* _Trecho_:
“Uma coisa irracional”, diz Bresser sobre o antipetismo

Bresser-Pereira recebe reportagem de Brasileiros em sua casa, em São Paulo. Foto: Luiza Sigulem
Bresser-Pereira recebe reportagem de Brasileiros em sua casa, em São Paulo. Foto: Luiza Sigulem

Um dos fundadores do PSDB, o economista e ex-ministro Luiz Carlos Bresser-Pereira não escondeu de ninguém a sua preferência pela reeleição de Dilma Rousseff. Ainda assim, não foram poucos os amigos que, no decorrer da última campanha, partiram do pressuposto de que ele compartilhava um sentimento bastante popular na classe social a qual pertence: uma “absoluta, total e definitiva rejeição ao PT, a Dilma e a tudo que ela significa”. Mais do que conservadorismo, ele percebeu em interlocutores um sentimento devastador.“Era ódio”.

Professor emérito de Economia, Teoria Política e Teoria Social da Fundação Getúlio Vargas, Bresser-Pereira acredita que o antipetismo aumentou graças às elites. “Elas têm meios através, fundamentalmente, da grande imprensa, de influenciar os outros”. Na sua opinião, a origem do problema está na relação desse segmento da sociedade com os 12 anos de governo do PT. “Quando um líder de esquerda é eleito, a reação da burguesia é de cooptá-lo. Nem Lula nem Dilma se mostraram cooptáveis.”

Aos 80 anos, Bresser-Pereira encarou um bate-volta internacional para votar no segundo turno. Viajou na quarta-feira para os Estados Unidos, para compromissos no Levy Economics Institute, em Annandale-on-Hudson. Voltou a São Paulo no sábado. Na melhor forma, como mostra a fotografia ao lado, foi à urna no domingo. “Votei na Dilma, mas dentro de um clima de respeito aos outros”, ressaltou. No dia seguinte, embarcou para viagem de mais de um mês, para proferir palestras e participar de workshops na Alemanha, Chipre, Itália e França.

* _Dados armazenados_:

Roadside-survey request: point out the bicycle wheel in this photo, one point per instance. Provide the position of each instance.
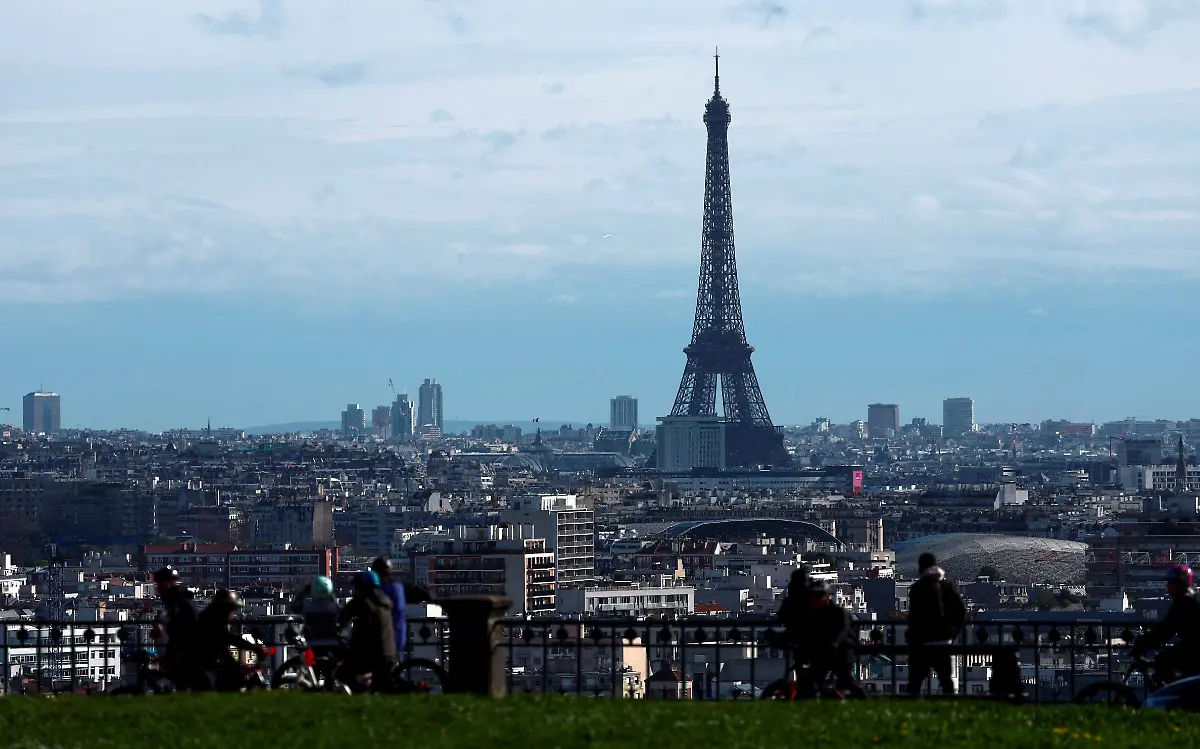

* _Complete o seguinte_:
a: Segundo o trecho, em que instituição Bresser-Pereira tinha compromissos nos Estados Unidos?
b: Transcreva do trecho a passagem entre "Aos 80 anos, Bresser-Pereira" e "Itália e França.", inclusive.
Os dados provêm de uma fonte distinta da do trecho.

* _Respostas do exercício_:
a: No Levy Economics Institute, em Annandale-on-Hudson.

b:
Aos 80 anos, Bresser-Pereira encarou um bate-volta internacional para votar no segundo turno. Viajou na quarta-feira para os Estados Unidos, para compromissos no Levy Economics Institute, em Annandale-on-Hudson. Voltou a São Paulo no sábado. Na melhor forma, como mostra a fotografia ao lado, foi à urna no domingo. “Votei na Dilma, mas dentro de um clima de respeito aos outros”, ressaltou. No dia seguinte, embarcou para viagem de mais de um mês, para proferir palestras e participar de workshops na Alemanha, Chipre, Itália e França.